TASK GOAL |
Please extract every line of the records below verbatim, changing nothing.

EXCERPTED RECORDS |
--- BEGIN ---
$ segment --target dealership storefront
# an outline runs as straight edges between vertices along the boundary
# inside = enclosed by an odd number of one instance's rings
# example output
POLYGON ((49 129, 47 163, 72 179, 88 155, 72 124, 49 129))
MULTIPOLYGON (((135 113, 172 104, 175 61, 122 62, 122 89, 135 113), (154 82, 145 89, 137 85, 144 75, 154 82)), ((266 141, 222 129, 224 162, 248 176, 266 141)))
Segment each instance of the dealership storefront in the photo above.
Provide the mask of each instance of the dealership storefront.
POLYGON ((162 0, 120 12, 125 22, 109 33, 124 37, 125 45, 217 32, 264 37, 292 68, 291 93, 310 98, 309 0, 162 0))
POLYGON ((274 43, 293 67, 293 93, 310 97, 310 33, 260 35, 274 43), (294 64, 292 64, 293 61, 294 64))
--- END ---
RESULT OF THE EXERCISE |
$ segment --target dealership storefront
# an outline runs as straight edges between vertices along the boundary
# inside = enclosed by an odd number of one instance's rings
# example output
POLYGON ((49 129, 47 163, 72 179, 88 155, 72 124, 49 129))
MULTIPOLYGON (((135 113, 172 104, 175 61, 122 62, 122 89, 135 113), (154 82, 145 89, 137 85, 144 75, 154 82)), ((266 141, 222 129, 224 162, 248 176, 266 141)))
Segment each instance of the dealership storefront in the photo above.
Provide the mask of each instance of the dealership storefront.
POLYGON ((162 0, 120 12, 125 22, 109 33, 124 37, 125 45, 217 32, 264 37, 292 68, 291 93, 310 98, 309 0, 162 0))
POLYGON ((274 43, 293 67, 293 93, 310 97, 310 33, 260 35, 274 43), (294 64, 292 64, 293 61, 294 64))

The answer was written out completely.